**** Исходные данные ****

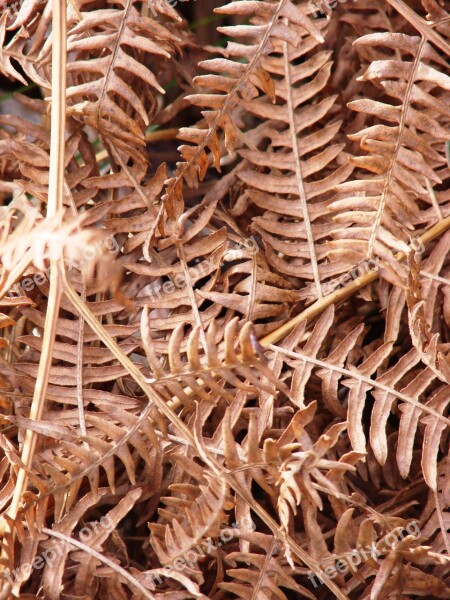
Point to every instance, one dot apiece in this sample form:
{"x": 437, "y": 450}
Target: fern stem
{"x": 346, "y": 292}
{"x": 55, "y": 195}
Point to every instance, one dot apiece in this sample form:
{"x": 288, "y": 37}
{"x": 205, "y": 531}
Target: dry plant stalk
{"x": 225, "y": 364}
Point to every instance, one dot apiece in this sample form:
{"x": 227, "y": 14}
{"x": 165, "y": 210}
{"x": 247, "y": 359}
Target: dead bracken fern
{"x": 224, "y": 367}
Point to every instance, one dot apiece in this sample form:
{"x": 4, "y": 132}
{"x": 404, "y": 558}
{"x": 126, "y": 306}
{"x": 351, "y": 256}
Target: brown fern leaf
{"x": 107, "y": 71}
{"x": 261, "y": 571}
{"x": 237, "y": 79}
{"x": 382, "y": 209}
{"x": 195, "y": 511}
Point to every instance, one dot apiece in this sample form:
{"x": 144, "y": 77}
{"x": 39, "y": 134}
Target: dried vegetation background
{"x": 252, "y": 326}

****

Замените во всех строках выше «Target» на «Object», ничего больше не меняя, и приведите эти строки целиком. Изображения в ответ не включайте.

Point to every instance, one dot apiece in this sample form:
{"x": 437, "y": 450}
Object: fern stem
{"x": 346, "y": 292}
{"x": 55, "y": 195}
Point to every instance, one dot apiece in this sample form:
{"x": 288, "y": 37}
{"x": 205, "y": 531}
Object: dry plant stalk
{"x": 225, "y": 364}
Point to every instance, one dot apiece in this sample form:
{"x": 227, "y": 14}
{"x": 165, "y": 210}
{"x": 247, "y": 359}
Object: dead bracken fern
{"x": 224, "y": 367}
Point to every instance, one dot apiece in this sample form:
{"x": 4, "y": 132}
{"x": 404, "y": 558}
{"x": 126, "y": 306}
{"x": 351, "y": 256}
Object: brown fern leaf
{"x": 107, "y": 71}
{"x": 261, "y": 571}
{"x": 237, "y": 79}
{"x": 382, "y": 209}
{"x": 195, "y": 511}
Point to every instance, one dot apiece in this sample form:
{"x": 144, "y": 77}
{"x": 39, "y": 134}
Object: dried vegetation background
{"x": 252, "y": 326}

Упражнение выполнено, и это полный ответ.